:: SOURCE DOCUMENT ::

Cayman has a lot to offer, with a healthy economy and a developing infrastructure being enhanced by multiple capital projects, and the future is bright for the financial services sector, says Wayne Panton, Minister for Financial Services, Commerce & Environment.
In a global landscape dominated by change, the Cayman Islands stand firmly as one of the world’s leading financial centres and a jurisdiction of choice for captive insurance companies. Maintaining such a strong position requires initiatives that foster positive relationships with you, our esteemed service providers, and your valued clients.
The strength of the captive industry in Cayman is evident, thanks to steady growth. According to our financial services regulator, the Cayman Islands Monetary Authority (CIMA), 33 licences have been issued for captive insurance companies as of September 30, 2016. That’s already more than last year, when there was a total of 22 new licences for 2015. With two of the busiest months for registrations still to go, the captives sector is set for further growth and I thank all the captives that have selected Cayman as their domicile of choice.
I thank CIMA for standing with us as a key partner, providing effective regulatory oversight that meets global standards. I would also like to congratulate CIMA on dedicating additional resources to monitoring the captive insurance industry. The appointment of the new head of the insurance supervision division, Ruwan Jayasekera; the appointment by cabinet of an additional director, Garth McDonald, with insurance experience on CIMA’s executive board; and the hiring of additional insurance division staff all point to the importance our regulator and the Cayman Islands government place on the captive insurance industry.
CIMA’s partnership with government includes its pivotal role in our re/insurance initiative that will retain a cadre of the best financial services professionals across all sectors, including captives.
Our goal is to draw more business with a physical presence in our jurisdiction. Indeed, Cayman has a lot to offer with a healthy economy and a developing infrastructure being enhanced by multiple capital projects. For instance, the Owen Roberts International Airport has completed Phase I of its redevelopment. Construction of Phase II and expansion of the terminal by McAlpine is expected to be completed in summer 2018.

:::
:: STORED RECORDS ::

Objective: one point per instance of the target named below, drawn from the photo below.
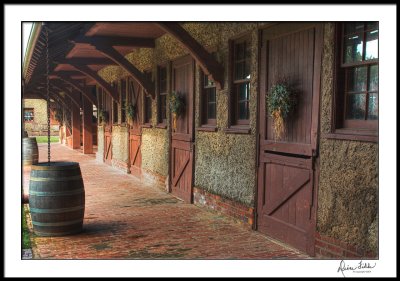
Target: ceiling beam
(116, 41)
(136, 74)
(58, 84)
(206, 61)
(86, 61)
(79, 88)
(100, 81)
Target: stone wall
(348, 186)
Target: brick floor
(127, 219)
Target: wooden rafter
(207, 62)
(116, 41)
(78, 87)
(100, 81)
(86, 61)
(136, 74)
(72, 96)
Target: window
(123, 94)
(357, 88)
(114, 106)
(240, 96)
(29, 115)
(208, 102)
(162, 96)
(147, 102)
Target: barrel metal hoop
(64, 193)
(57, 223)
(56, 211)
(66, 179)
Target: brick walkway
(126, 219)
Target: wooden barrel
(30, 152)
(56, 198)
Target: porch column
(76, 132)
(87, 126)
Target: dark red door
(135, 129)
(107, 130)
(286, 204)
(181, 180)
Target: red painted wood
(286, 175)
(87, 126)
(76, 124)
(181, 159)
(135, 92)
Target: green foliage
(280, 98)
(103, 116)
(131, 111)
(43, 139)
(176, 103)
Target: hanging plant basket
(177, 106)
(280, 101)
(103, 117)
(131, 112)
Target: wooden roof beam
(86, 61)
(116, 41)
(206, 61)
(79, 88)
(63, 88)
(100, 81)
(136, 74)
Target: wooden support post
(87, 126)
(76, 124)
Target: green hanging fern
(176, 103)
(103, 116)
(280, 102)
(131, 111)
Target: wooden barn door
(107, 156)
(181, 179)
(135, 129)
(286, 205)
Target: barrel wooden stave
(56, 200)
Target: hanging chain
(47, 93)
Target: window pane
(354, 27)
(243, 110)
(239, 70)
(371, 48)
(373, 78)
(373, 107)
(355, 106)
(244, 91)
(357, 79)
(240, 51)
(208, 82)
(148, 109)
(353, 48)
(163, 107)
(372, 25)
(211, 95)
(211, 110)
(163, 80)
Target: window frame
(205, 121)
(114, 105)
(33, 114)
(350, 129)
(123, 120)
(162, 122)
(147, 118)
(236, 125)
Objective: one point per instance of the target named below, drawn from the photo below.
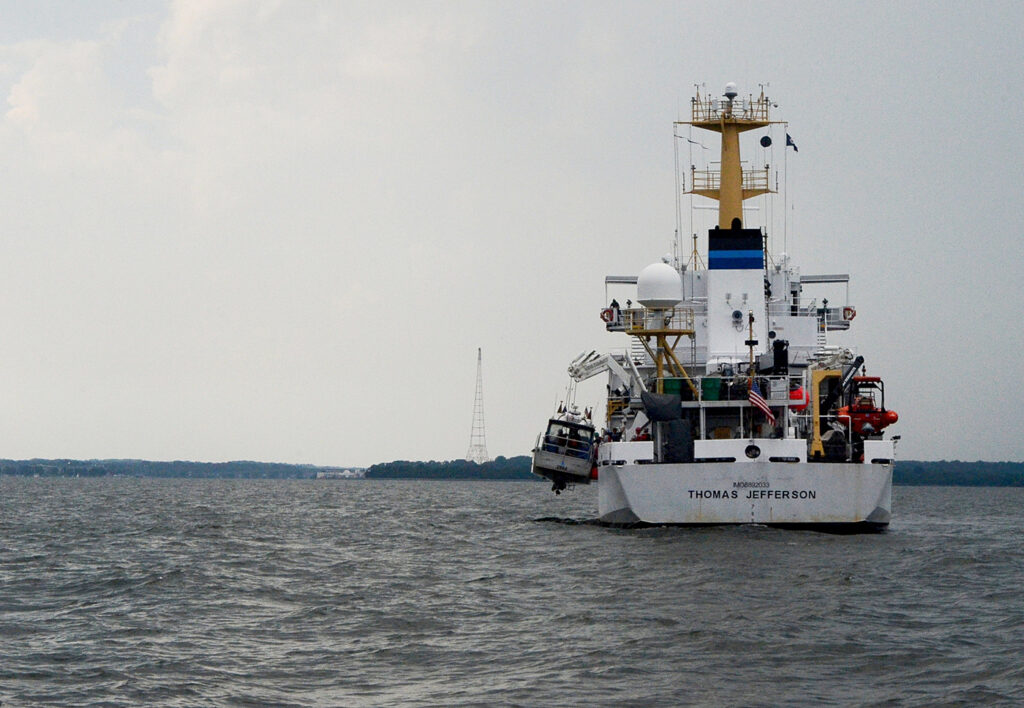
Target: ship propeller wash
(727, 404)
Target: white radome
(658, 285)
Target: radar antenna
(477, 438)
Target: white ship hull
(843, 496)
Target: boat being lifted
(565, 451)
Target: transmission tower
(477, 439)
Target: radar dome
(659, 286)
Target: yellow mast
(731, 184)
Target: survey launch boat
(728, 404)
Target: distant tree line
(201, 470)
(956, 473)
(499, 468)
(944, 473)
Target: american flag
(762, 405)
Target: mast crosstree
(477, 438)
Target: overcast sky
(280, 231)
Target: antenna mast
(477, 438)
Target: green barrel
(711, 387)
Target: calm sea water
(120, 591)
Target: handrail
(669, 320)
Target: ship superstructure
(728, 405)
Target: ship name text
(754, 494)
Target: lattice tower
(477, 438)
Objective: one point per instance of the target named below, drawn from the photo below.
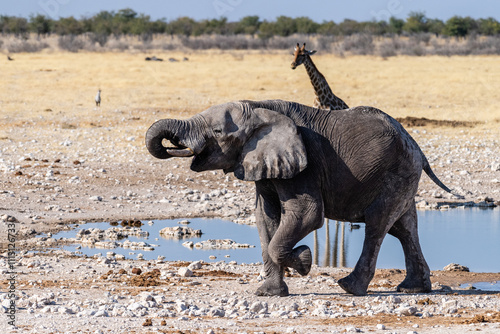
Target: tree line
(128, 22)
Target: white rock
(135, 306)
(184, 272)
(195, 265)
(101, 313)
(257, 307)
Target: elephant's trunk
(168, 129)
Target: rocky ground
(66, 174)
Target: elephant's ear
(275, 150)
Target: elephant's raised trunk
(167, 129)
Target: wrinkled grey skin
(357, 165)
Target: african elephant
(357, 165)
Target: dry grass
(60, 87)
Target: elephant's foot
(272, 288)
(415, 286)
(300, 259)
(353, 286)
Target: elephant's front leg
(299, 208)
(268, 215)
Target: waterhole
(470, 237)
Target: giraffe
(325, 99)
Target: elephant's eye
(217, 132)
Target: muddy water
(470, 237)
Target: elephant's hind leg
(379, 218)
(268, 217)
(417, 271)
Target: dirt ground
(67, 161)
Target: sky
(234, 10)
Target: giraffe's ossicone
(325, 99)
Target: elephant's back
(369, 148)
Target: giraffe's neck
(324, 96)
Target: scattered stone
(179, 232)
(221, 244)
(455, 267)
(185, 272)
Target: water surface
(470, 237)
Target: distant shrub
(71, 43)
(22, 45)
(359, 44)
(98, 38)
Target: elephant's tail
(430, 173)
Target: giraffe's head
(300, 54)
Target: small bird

:::

*REQUIRED TASKS*.
1. In the article on Cayman's financial services sector, copy the passage from "CIMA’s partnership with" up to and including "in summer 2018.", changing "capital projects" to "building projects".
2. Using the article on Cayman's financial services sector, answer yes or no to each statement and quote the words that decide it. (a) CIMA had issued 33 licences for captive insurance companies as of September 30, 2016. (b) Phase II of the airport redevelopment has already been completed. (c) There were 22 new licences in total for 2015.
3. Continue the article on Cayman's financial services sector from its last sentence.

*EXPECTED ANSWERS*.
1.
CIMA’s partnership with government includes its pivotal role in our re/insurance initiative that will retain a cadre of the best financial services professionals across all sectors, including captives.
Our goal is to draw more business with a physical presence in our jurisdiction. Indeed, Cayman has a lot to offer with a healthy economy and a developing infrastructure being enhanced by multiple building projects. For instance, the Owen Roberts International Airport has completed Phase I of its redevelopment. Construction of Phase II and expansion of the terminal by McAlpine is expected to be completed in summer 2018.

2.
(a) Yes: "33 licences have been issued for captive insurance companies as of September 30, 2016."
(b) No: "Construction of Phase II and expansion of the terminal by McAlpine is expected to be completed in summer 2018."
(c) Yes: "there was a total of 22 new licences for 2015."

3.
"Cayman is poised to maintain our international ranking due to our efforts to preserve our valued relationship with members of the captive insurance industry."
Work also continues on a modern cruise berthing and cargo port. WF Baird & Associates, which completed the Environmental Impact Assessment and conceptual design, provided a draft report of alternative layouts for the facility that repositions the piers into deeper water and reduces dredging and environmental impact and accommodates four of the largest class of cruise vessels. Royal HaskoningDHV received the tender from government to conduct civil engineering design works for the proposed cruise berthing facility. The contractor prequalification process is projected for December 2016/early January 2017, with the tender process for construction projected for March 2017.
To maintain Cayman’s efficiency and competitiveness, we are working with CIMA on our requirements and insurance fee regime, to ensure that they are in line with market rates.
For example, industry feedback indicated that the class B(iii) insurer licence offering is inadequate due to its diminutive size. We listened and created a new licence subcategory, namely the class B(iv) insurer licence, to encourage small to medium open-market reinsurance companies to form their companies in the Cayman Islands. The class B(iv) insurer licence also is intended to act as an incubator for future class D licensees.
Coupled with a new set of fees, we believe the B(iv) offering can make captives as a whole more competitive and, undoubtedly, more compelling for your international clients—particularly as captives are internationally recognised as safe investment vehicles.
New support for companies
We also hope to further attract more business to these islands by ensuring our legislation meets industry needs and adding to our insurance legislation framework in order to facilitate innovation.
An important piece of recent legislation is the Insurance (Portfolio Insurance Companies) Regulations, 2015, which support the use of portfolio insurance companies (PICs). Available for use by the international insurance market, this new product ranks with other jurisdictions, including the Delaware Series Limited Liability Companies (LLCs).
The attractiveness of PICs rests in their ability to efficiently and effectively complement a long established and proven structure—namely, segregated portfolio companies (SPCs).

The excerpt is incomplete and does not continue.